**EXERCISE BRIEF**
Read through the data and count the lines that contain the string "bokeh"; give only the result.

**RECORDS FOR THIS EXERCISE**
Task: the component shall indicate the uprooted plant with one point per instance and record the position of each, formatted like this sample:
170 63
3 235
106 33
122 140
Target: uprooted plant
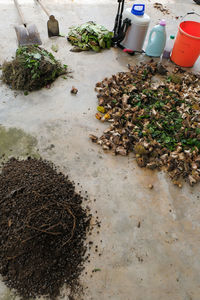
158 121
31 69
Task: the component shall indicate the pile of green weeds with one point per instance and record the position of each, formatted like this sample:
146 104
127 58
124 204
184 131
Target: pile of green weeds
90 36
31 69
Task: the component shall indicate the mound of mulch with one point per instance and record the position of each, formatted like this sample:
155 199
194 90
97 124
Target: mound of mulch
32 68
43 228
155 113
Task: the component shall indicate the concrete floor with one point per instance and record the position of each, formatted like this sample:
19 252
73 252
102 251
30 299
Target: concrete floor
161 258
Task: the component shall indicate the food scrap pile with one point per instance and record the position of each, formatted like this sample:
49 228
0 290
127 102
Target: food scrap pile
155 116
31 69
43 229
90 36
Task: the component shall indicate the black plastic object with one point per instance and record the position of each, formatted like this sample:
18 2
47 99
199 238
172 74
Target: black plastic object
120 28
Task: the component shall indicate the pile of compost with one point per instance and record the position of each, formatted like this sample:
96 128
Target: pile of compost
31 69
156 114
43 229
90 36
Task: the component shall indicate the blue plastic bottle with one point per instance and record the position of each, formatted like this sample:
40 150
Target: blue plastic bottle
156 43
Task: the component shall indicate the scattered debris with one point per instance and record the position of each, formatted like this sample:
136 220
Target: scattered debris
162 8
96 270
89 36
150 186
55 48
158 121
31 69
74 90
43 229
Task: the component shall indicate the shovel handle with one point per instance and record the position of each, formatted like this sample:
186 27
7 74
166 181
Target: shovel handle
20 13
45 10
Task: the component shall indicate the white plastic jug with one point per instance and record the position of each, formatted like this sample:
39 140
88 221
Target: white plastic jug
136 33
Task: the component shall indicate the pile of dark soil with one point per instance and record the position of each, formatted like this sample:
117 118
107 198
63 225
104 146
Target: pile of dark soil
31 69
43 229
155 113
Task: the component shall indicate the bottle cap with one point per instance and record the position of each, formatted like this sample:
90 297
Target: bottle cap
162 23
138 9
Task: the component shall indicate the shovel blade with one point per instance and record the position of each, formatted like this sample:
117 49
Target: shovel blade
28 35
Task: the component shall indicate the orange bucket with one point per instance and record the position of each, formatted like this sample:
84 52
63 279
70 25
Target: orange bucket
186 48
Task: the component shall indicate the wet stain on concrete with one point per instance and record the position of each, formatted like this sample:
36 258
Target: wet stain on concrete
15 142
==
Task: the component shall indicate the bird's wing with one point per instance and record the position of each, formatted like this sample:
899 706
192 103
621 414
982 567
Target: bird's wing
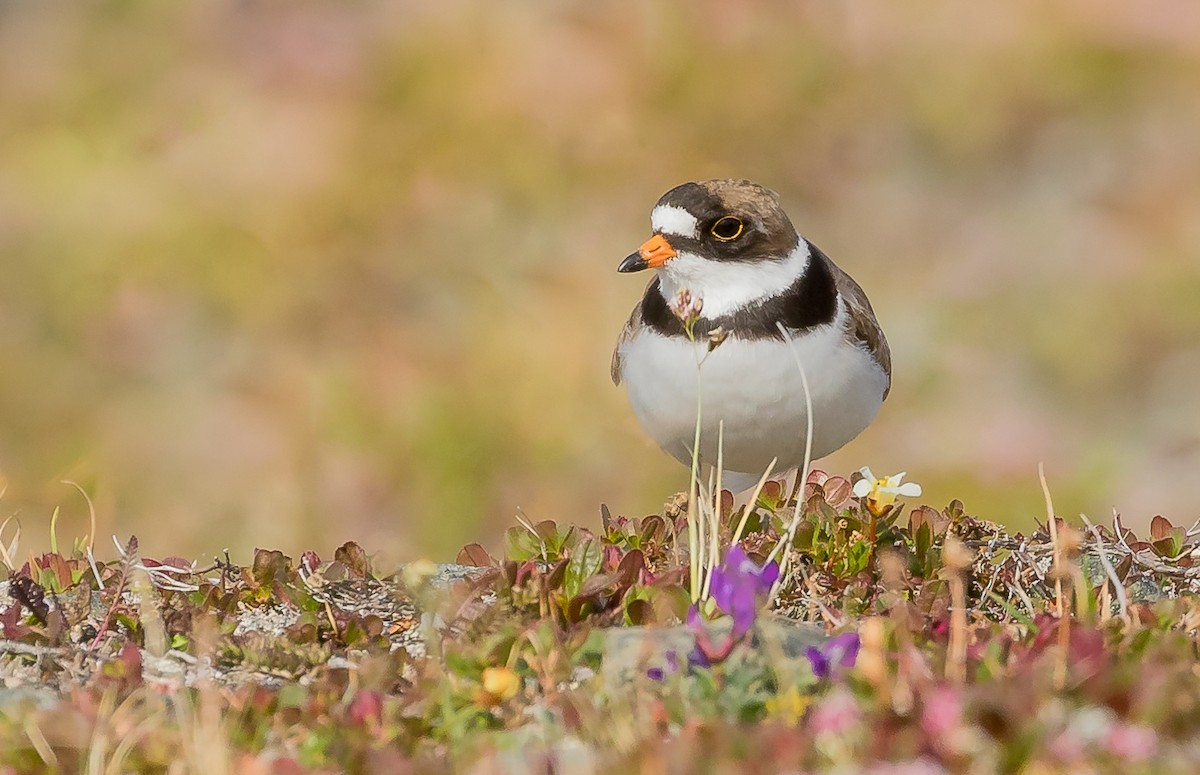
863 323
...
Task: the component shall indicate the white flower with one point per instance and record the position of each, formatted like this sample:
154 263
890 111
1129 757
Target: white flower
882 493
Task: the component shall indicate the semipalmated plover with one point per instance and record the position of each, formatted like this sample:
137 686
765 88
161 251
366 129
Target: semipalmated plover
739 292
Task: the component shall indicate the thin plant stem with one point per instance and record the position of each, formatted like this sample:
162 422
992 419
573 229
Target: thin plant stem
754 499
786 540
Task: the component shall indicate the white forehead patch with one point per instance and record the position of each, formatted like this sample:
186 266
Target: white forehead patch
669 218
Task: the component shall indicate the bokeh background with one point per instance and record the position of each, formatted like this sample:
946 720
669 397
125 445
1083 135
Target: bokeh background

**SOLUTION BELOW**
2